■ **About this exercise**
Give back every record exactly as written.

Records drawn from a dataset:
================
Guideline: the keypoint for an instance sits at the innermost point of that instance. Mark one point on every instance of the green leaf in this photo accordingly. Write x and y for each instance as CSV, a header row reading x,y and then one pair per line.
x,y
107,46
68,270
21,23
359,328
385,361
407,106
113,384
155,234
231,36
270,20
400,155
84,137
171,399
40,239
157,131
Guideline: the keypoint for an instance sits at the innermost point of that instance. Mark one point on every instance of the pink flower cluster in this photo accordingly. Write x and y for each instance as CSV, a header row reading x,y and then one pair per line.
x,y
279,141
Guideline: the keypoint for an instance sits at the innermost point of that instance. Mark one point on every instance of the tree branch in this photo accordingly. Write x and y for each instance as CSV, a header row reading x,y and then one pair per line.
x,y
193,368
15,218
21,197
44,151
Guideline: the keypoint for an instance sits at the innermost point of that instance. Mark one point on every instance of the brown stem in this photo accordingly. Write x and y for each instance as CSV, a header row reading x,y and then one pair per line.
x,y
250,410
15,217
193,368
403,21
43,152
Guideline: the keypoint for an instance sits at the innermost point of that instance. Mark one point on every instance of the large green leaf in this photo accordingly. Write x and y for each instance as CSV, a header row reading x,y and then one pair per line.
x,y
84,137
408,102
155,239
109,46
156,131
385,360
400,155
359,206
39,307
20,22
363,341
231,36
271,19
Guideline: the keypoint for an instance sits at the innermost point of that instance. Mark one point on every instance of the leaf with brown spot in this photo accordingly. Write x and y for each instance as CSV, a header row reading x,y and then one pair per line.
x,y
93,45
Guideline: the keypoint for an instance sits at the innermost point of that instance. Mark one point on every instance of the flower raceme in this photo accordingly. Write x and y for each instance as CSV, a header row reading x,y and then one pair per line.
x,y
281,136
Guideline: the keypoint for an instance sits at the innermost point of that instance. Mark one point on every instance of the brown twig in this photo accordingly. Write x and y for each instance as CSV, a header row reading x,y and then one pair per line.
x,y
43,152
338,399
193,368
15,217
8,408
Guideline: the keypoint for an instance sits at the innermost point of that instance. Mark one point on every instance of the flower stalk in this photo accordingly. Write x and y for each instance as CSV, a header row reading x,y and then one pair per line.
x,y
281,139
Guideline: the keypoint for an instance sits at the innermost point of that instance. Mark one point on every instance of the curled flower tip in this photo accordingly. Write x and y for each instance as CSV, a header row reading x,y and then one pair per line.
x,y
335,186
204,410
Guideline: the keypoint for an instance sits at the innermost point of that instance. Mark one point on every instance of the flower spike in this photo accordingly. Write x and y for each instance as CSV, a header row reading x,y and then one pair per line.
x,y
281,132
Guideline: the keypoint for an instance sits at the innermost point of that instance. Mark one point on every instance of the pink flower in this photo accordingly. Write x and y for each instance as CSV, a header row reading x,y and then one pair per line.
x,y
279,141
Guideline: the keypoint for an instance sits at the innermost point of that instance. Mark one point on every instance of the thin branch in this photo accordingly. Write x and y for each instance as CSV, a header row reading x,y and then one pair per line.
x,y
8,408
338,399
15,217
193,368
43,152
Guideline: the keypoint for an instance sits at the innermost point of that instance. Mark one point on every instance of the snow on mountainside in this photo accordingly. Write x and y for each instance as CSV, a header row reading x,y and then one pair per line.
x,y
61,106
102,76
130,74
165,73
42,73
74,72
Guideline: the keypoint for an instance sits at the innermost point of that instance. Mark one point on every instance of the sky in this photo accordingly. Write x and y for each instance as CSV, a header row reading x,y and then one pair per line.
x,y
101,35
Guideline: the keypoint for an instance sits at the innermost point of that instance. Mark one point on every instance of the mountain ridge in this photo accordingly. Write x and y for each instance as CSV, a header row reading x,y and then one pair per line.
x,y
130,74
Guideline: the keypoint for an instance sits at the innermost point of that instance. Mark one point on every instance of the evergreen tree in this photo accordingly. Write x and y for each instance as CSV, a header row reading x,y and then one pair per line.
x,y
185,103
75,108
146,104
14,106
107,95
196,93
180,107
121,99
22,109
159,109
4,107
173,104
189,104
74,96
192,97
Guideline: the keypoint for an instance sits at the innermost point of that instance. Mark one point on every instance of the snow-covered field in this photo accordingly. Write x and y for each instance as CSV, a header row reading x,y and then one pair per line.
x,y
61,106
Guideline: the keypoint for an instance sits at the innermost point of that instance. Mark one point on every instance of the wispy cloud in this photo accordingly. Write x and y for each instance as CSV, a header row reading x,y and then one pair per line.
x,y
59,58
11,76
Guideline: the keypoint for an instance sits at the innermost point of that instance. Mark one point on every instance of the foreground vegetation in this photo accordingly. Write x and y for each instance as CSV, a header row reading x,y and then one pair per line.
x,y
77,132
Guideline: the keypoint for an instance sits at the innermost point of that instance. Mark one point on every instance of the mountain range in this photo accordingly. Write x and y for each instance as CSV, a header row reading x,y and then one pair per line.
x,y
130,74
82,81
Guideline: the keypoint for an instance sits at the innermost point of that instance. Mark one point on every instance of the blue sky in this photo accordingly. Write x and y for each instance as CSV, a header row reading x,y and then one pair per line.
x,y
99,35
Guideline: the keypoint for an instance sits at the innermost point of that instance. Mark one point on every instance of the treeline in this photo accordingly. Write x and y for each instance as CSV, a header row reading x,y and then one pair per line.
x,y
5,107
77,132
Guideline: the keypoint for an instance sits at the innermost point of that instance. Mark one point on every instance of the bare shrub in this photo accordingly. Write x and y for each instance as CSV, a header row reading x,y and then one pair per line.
================
■ **Response area**
Guideline: the keypoint for an instance sits at the innermost point of that instance. Mark one point on every instance of the green leaf in this photo accordingly. Write x and y for each instance as CSV, a header row reading x,y and then one pair per line.
x,y
107,46
68,270
21,23
359,328
385,361
407,106
113,384
155,234
231,36
270,20
400,155
84,137
171,399
40,239
157,131
Guideline: the keypoint for an instance sits at the innermost point of that instance. Mark one point on every instance of the pink flower cluster in this photo accordingly. Write x and y for each instance as CSV, a header row reading x,y and then one pair per line.
x,y
279,141
Guideline: the keypoint for an instance sits at the innermost point of that instance. Mark one point on every instance of the tree branch in this photo accordingly. Write x and y for each instance as CSV, a header row reading x,y and then one pair per line.
x,y
193,368
15,218
21,197
44,151
Guideline: the keypoint for an instance sits at the innermost point of that instance. Mark one point on every instance of the brown stem in this photo accordingly. Write x and y for each instance as CSV, a header row reading x,y and then one pair per line.
x,y
250,410
15,217
193,368
403,21
43,152
Guideline: the keypoint for an instance sits at the innermost point of that instance. Mark one point on every instance of the large green leaf in this photo accordingly. Write x and y for each instance as CSV, a header row reading x,y and then one pair per line.
x,y
84,137
408,102
155,239
109,46
156,131
385,360
400,155
359,206
39,307
20,22
363,341
231,36
271,19
Guideline: the keypoint for an instance sits at the innermost point of that instance. Mark one point on every instance of the leaf with brown spot in this photo accordingly. Write x and y for each instance as CSV, a header row reading x,y and then one pair per line.
x,y
93,45
Guideline: the keypoint for an instance sits at the innermost point of that instance. Mark one point on every instance of the flower raceme in this photo accordingly. Write x and y for each instance as CSV, a header row reading x,y and then one pair per line.
x,y
281,136
Guideline: the keypoint for an instance sits at the innermost point of that instance. Mark one point on every instance of the brown twig in this photo accordingly. Write x and y for each instance as CSV, a header row reading x,y and then one pair per line.
x,y
43,152
338,399
193,368
15,217
8,408
Guideline: the keypoint for an instance sits at the innermost point of that instance. Mark one point on every instance of the flower stalk in this photo accordingly. Write x and y for each instance as CSV, a header row reading x,y and then one pair per line.
x,y
281,139
Guideline: the keypoint for an instance sits at the innermost point of that instance. Mark one point on every instance of the curled flower tip in this photo accordingly. Write x and y for each instance as CSV, a header row reading x,y and then one pair per line.
x,y
335,186
204,410
Guideline: the keypoint for an instance sits at the innermost point of that instance. Mark one point on every instance of the flower spike in this photo accordingly. Write x and y for each instance as CSV, a header row reading x,y and then one pair per line.
x,y
281,132
Guideline: the keypoint for an instance sits at the innermost point of that instance. Mark one point on every instance of the pink flower in this photo accordingly. Write x and y for each instance as CSV, a header row reading x,y and then one pair per line.
x,y
279,141
Guideline: the keypoint for an instance sits at the innermost point of that instance. Mark one point on every instance of the thin branch in this photo accordingly. Write x and y for each instance as CSV, a header row reading x,y and then one pair per line.
x,y
8,408
338,399
15,217
193,368
43,152
Guideline: the keypoint for an instance sits at the innermost point of that instance. Mark one point on every instance of the snow on mountainside in this photo accordingly. Write x and y for each instance as CSV, a header row reading x,y and then one pair per line.
x,y
61,106
102,76
130,74
165,73
42,73
74,72
Guideline: the keypoint for an instance sits at the innermost point of that instance. Mark one point on every instance of the sky in this photo accordingly. Write x and y for each instance as CSV, a header row reading x,y and then one pair per line.
x,y
101,35
Guideline: the keypoint for an instance sits at the innermost point of that instance. Mark one point on every instance of the mountain ridge in this photo accordingly. Write x and y for each instance as CSV, a header row reading x,y and then one pair per line.
x,y
130,74
Guideline: the keypoint for an instance sits at the innermost point of that instance. Mark one point on every instance of the evergreen tree in this photo accordingly. Write x and y for each instance as CSV, a header row reading x,y and then one pair per line.
x,y
185,103
75,108
146,104
14,106
107,95
196,93
180,107
121,99
22,109
159,109
4,107
173,104
189,104
74,96
192,97
Guideline: the keypoint for an instance sits at the innermost point of that instance. Mark one point on every instance of the snow-covered field in this photo accordingly. Write x and y for each instance as CSV, a header row reading x,y and then one pair per line.
x,y
61,106
Guideline: the keypoint for an instance sits at the innermost point of that instance. Mark one point on every instance of the wispy cloud in this photo accordingly. Write x and y for each instance as CSV, a header row reading x,y and then one pair per line.
x,y
59,58
11,76
Guideline: the keypoint for an instance sits at the innermost point of that instance. Mark one point on every instance of the foreground vegetation in this photo accordingly. Write x and y for each instance as CSV, a header row reading x,y and then one pair per line.
x,y
77,132
Guideline: the keypoint for an instance sits at the innermost point of that instance. Mark one point on every instance of the mountain range in this photo accordingly. Write x and y for each instance as CSV, a header row reading x,y and then one pair per line.
x,y
130,74
82,81
Guideline: the keypoint for an instance sits at the innermost point of that instance. Mark one point on every instance of the blue sky in this photo accordingly. Write x and y for each instance as CSV, a header row reading x,y and then one pair per line.
x,y
99,35
Guideline: the keypoint for an instance sits at the innermost point of that instance. Mark one point on every instance of the treeline in this photo accordingly. Write x and y for each instance as CSV, a header row reading x,y and then one pair per line.
x,y
5,107
77,132
Guideline: the keypoint for an instance sits at the innermost point of that instance. Mark one point on every instance of the bare shrub in this photo accordingly. Write x and y for each instance as CSV, a header row reading x,y and then one pair per line.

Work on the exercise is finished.